◆ Task description:
Convert all of the rows below into a JSON list of strings, one string per line, leaving out any blank lines.

◆ Supplied data:
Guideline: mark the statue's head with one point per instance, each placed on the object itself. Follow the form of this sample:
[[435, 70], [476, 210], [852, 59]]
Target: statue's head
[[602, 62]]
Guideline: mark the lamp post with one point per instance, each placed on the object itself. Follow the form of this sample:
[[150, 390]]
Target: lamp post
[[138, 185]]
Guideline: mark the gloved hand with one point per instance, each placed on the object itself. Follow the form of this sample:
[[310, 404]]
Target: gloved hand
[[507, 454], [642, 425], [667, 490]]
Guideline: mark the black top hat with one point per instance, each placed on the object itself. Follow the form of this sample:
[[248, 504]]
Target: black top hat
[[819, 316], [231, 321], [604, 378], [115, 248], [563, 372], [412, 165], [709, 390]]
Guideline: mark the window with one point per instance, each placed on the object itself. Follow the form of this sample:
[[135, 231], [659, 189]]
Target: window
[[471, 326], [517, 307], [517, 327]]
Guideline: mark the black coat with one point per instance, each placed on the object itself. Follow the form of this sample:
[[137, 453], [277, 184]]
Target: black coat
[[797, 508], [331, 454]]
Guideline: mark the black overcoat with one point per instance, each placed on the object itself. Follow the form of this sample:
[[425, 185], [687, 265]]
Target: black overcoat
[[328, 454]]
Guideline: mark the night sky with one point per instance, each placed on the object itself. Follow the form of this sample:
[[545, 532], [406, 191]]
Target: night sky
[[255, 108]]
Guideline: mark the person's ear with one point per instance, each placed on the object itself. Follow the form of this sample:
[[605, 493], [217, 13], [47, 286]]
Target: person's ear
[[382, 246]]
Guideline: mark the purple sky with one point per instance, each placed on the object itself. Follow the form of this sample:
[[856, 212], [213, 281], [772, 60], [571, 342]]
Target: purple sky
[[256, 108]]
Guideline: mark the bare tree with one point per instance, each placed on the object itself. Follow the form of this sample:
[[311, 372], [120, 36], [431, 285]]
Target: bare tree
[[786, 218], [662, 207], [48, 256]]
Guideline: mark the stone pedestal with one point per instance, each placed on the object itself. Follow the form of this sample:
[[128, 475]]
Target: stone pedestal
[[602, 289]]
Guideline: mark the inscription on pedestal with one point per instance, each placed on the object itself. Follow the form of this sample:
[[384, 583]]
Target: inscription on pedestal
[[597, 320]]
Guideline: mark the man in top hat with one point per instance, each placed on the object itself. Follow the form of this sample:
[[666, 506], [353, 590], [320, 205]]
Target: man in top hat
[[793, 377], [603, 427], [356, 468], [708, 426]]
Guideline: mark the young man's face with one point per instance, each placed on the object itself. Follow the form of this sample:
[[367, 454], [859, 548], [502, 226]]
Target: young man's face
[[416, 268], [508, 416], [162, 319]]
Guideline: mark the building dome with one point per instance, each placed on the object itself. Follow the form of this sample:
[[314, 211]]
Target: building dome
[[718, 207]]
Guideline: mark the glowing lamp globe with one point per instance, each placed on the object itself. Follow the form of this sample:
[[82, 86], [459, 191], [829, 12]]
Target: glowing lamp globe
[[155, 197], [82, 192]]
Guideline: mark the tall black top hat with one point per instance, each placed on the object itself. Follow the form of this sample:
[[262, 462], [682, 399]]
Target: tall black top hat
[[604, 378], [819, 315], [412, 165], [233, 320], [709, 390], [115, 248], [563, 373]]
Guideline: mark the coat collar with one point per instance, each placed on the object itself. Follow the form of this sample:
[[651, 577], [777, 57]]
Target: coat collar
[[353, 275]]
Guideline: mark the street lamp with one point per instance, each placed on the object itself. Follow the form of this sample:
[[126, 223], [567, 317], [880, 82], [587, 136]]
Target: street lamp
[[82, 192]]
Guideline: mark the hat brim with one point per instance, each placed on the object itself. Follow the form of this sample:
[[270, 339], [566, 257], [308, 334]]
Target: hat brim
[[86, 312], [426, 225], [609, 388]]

◆ Correct output:
[
  "Guideline: mark the statue's head with one point per instance, each placed on the object itself. Follow the form of this sample:",
  "[[435, 70], [476, 210], [852, 59]]",
  "Target: statue's head",
  "[[602, 62]]",
  "Guideline: mark the lamp post with one point per instance, each placed on the object itself. Follow the form of this sample:",
  "[[150, 390]]",
  "Target: lamp post",
  "[[138, 185]]",
  "Guideline: mark the gloved hand with one point per instance, each placed on the object itself. Follow the form of this sample:",
  "[[310, 404]]",
  "Target: gloved hand",
  "[[507, 454], [642, 425], [667, 490]]",
  "Guideline: mark the black top hat with one point per instance, each placed on the object itself. Follow the form of this sample:",
  "[[248, 504]]",
  "Target: black top hat",
  "[[819, 316], [231, 321], [604, 378], [115, 248], [563, 372], [412, 165], [709, 390]]",
  "Guideline: mark the window with one point per instance, each placed on the object itself. Follow the form of this sample:",
  "[[135, 231], [659, 189]]",
  "Target: window",
  "[[471, 326], [517, 307], [517, 327]]",
  "Guideline: mark the black coat with one point per instance, each placed on the object itself. Follow the form of this sample:",
  "[[137, 453], [277, 184]]",
  "Target: black coat",
  "[[797, 508], [331, 454]]",
  "Guideline: mark the black overcoat with one point per instance, each placed on the object itself. Follow the form of this sample:",
  "[[425, 185], [687, 265]]",
  "Target: black overcoat",
  "[[328, 454]]",
  "Guideline: mark the night sky with one point per instance, each placed on the object itself. Follow the form of this sample:",
  "[[545, 532], [406, 191]]",
  "Target: night sky",
  "[[255, 108]]",
  "Guideline: mark the person's ear with one point per instance, each placed on the object itself. Follow the form of this sample:",
  "[[605, 493], [217, 13], [47, 286]]",
  "Target: person's ear",
  "[[382, 246]]",
  "Guideline: mark the purple sky with one point per instance, each placed on the object itself. Follow the form of this sample:",
  "[[856, 212], [213, 281], [772, 60], [571, 342]]",
  "Target: purple sky",
  "[[256, 108]]",
  "Guideline: mark the bare tree with one point per instance, each placed on the object itself. Follow the form of this sample:",
  "[[311, 372], [120, 36], [431, 285]]",
  "Target: bare tree",
  "[[786, 218], [662, 207], [48, 256]]",
  "Guideline: mark the stone pedestal with one point per instance, each placed on the object itself. Follow the form of this sample:",
  "[[128, 475]]",
  "Target: stone pedestal",
  "[[602, 289]]",
  "Guideline: mark the inscription on pedestal with one point per instance, each placed on the object itself. Follow the form of this sample:",
  "[[384, 583]]",
  "Target: inscription on pedestal",
  "[[597, 320]]",
  "Guideline: mark the man in top hat with one point per instance, each placed on the object itself. Follow the form of this sample:",
  "[[666, 506], [353, 590], [320, 205]]",
  "Target: man in top hat",
  "[[793, 377], [603, 427], [356, 468], [708, 426]]",
  "Guideline: mark the young man's face with one point per instance, each placed on the object itself. Follow the form of this sample:",
  "[[367, 454], [859, 548], [502, 226]]",
  "Target: young man's face",
  "[[416, 268], [508, 416], [162, 319]]",
  "Guideline: mark the building dome with one point per instance, each placed on the object itself. Follow the form of this sample:",
  "[[314, 211]]",
  "Target: building dome",
  "[[718, 207]]",
  "Guideline: mark the glowing lamp globe with one point per instance, each placed on the object itself. Follow the form of this sample:",
  "[[82, 86], [459, 191], [829, 12]]",
  "Target: glowing lamp globe",
  "[[155, 197], [82, 192]]",
  "Guideline: mark the tall black top hat with one point per instance, each placed on the object itself. Follow the form of this sample:",
  "[[262, 462], [682, 399]]",
  "Target: tall black top hat",
  "[[604, 378], [819, 315], [412, 165], [233, 320], [709, 390], [115, 248], [563, 373]]",
  "Guideline: mark the coat collar with one point per instance, each placed on the object itself. Follow the form of this sample:",
  "[[651, 577], [777, 57]]",
  "Target: coat collar",
  "[[353, 275]]",
  "Guideline: mark the street lamp with one point per instance, each placed on the object itself. Follow the form of this sample:",
  "[[126, 223], [567, 317], [880, 82], [587, 136]]",
  "Target: street lamp",
  "[[82, 192]]",
  "Guideline: mark the hat brim with one point per instance, each placed on the object itself. Follow the form of this sample:",
  "[[270, 339], [566, 257], [308, 334]]",
  "Target: hat brim",
  "[[86, 312], [426, 225], [609, 388]]"
]